→ **Enunciado 1**:
Retorne, sem nenhuma alteração, o trecho da reportagem sobre Lugo e Itaipu que vai de "O Paraguai e" a "dependência por dólares.".
→ **Enunciado 2**:
Resuma em duas frases a reportagem sobre Lugo e Itaipu.
→ **Enunciado 3**:
Prolongue a reportagem sobre Lugo e Itaipu a partir da última frase apresentada.

→ **Trecho para leitura**:
- - - - - - -

O Paraguai e a agenda de Lugo
28/04/2008
- Opinión
Curitiba (PR)
Desafios do novo presidente serão libertar economia do país do tripé – monocultura da soja, criação de gado para exportação e importação de produtos sem impostos; renegociar acordo de Itaipu reduziria a dependência por dólares.
“Somos como um Kuwait com energia elétrica, um país com excedente elétrico, e nos proíbem de comercializar nossa energia elétrica de forma livre”, denuncia o engenheiro Ricardo Canese, do movimento Tekojoja, em uma das várias comparações usadas para explicar a produção hidroelétrica de Itaipu, dividida entre Paraguai e Brasil. Após a vitória de Lugo, no dia 20 de abril, o tema colocou-se na ordem do dia, com a pressão desde setores representados pelos principais jornais do país (ABC Color, por exemplo), até representantes dos movimentos populares.
Em meio ao cabo de guerra das declarações, Frei Betto esteve em Assunção e teria sinalizado a disposição brasileira para negociar. O presidente Lula, de início, negou alteração nos acordos. Mas os paraguaios preferem apostar no compromisso deixado após a reunião do dia 3 de abril, com Fernando Lugo e sua assessoria.
O ex-bispo eleito presidente no último dia 20 aglutinou diversos grupos políticos, exigindo em primeiro lugar a venda de hidroeletricidade pelo preço de mercado. Quando os Tratados de Itaipu foram firmados, em 1973, a cotação do petróleo era de apenas 3 dólares por barril. Hoje, já ultrapassa a marca dos 100 dólares. Enquanto isso, o preço do MW vendido ao Brasil se manteve nos mesmos patamares. Detalhe: o Paraguai importa 100% de todo o petróleo que utiliza. Segundo cálculos do engenheiro Ricardo Canese, essa distorção (o preço do petróleo em alta e a manutenção do valor do MW vendido em Itaipu) provoca uma sangria anual no cofre do país da ordem de US$ 700 milhões (veja entrevista). A outra reivindicação de Fernando Lugo é a possibilidade de o Paraguai negociar os excedentes de Itaipu com outros países, por um preço de mercado.

- - - - - - -

→ **Seção de dados**:
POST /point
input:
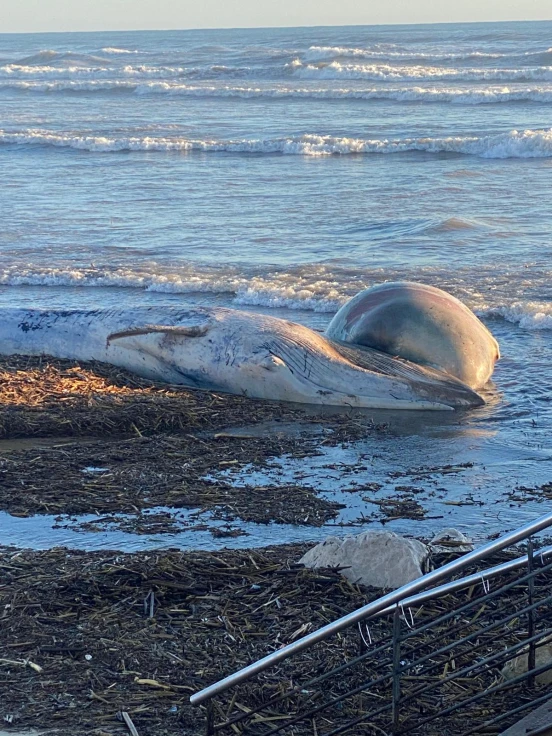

- - - - - - -

→ **Resultado do exercício 1**:
O Paraguai e a agenda de Lugo
28/04/2008
- Opinión
Curitiba (PR)
Desafios do novo presidente serão libertar economia do país do tripé – monocultura da soja, criação de gado para exportação e importação de produtos sem impostos; renegociar acordo de Itaipu reduziria a dependência por dólares.

→ **Resultado do exercício 2**:
Após a vitória de Fernando Lugo em 20 de abril, a energia de Itaipu, dividida entre Paraguai e Brasil, entrou na ordem do dia, e o presidente Lula de início negou alteração nos acordos. Lugo exige vender a hidroeletricidade pelo preço de mercado, pois o preço do MW vendido ao Brasil se manteve desde 1973, enquanto o petróleo, que o Paraguai importa totalmente, passou de 3 para mais de 100 dólares por barril, e reivindica ainda poder negociar os excedentes com outros países.

→ **Resultado do exercício 3**:
Imperialismo do lado de cá
Bolívia e Paraguai são os únicos países com excedentes energéticos no Cone Sul. Estreitar relações com a Bolívia (cuja Agenda de Outubro luta pelo controle dos hidrocarbonetos) é um dos objetivos do movimento popular. Estar no Paraguai é olhar ao imperialismo por outro ângulo. O mercado de distribuição do petróleo, por exemplo, está concentrado em transnacionais como Texaco, Esso e, sobretudo, a Petrobrás, que pode vir a ser a maior distribuidora do mercado interno. O que se soma ao imperialismo brasileiro na cultura, no cotidiano e inclusive no idioma. Sem a energia do Paraguai, o Estado brasileiro teria que incrementar a produção de petróleo. “Brasil carece de alternativas energéticas de baixo custo para substituir a barata energia paraguaia de Itaipu, razão pela qual carece de sentido que lhe presenteamos nossa energia a um valor muito abaixo de seu valor de mercado”, descreve Canese no livro “La recuperación de la soberania hidroeléctrica del Paraguay”.
O Paraguai importa paga US$ 800 milhões anuais com a compra de petróleo, o que representa 50% das suas importações. “É a relação que existia entre a metrópole e a colônia, obrigada a vender a quem havia capturado sua soberania sobretudo o que produzia, sem poder vendê-lo a outro comprador, nem ao preço de mercado. Neste sentido, os tratados de Itaipu e Yacyretá (hidrelétrica binacional com a Argentina) são claramente colonialistas”, escreve Canese.
Enfrentamento ou aliança?
Os cem primeiros dias de governo são considerados essenciais pela base de apoio de Fernando Lugo, da Alianza Patriotica para el Cambio (APC). O programa de governo prevê medidas de transição urgentes, a partir do dia 15 de agosto, quando tomar posse. Entre as medidas, estão o combate à pobreza, geração de emprego, segurança e saúde. Em cada área, uma equipe técnico/política está sendo formada para dar conta da tarefa.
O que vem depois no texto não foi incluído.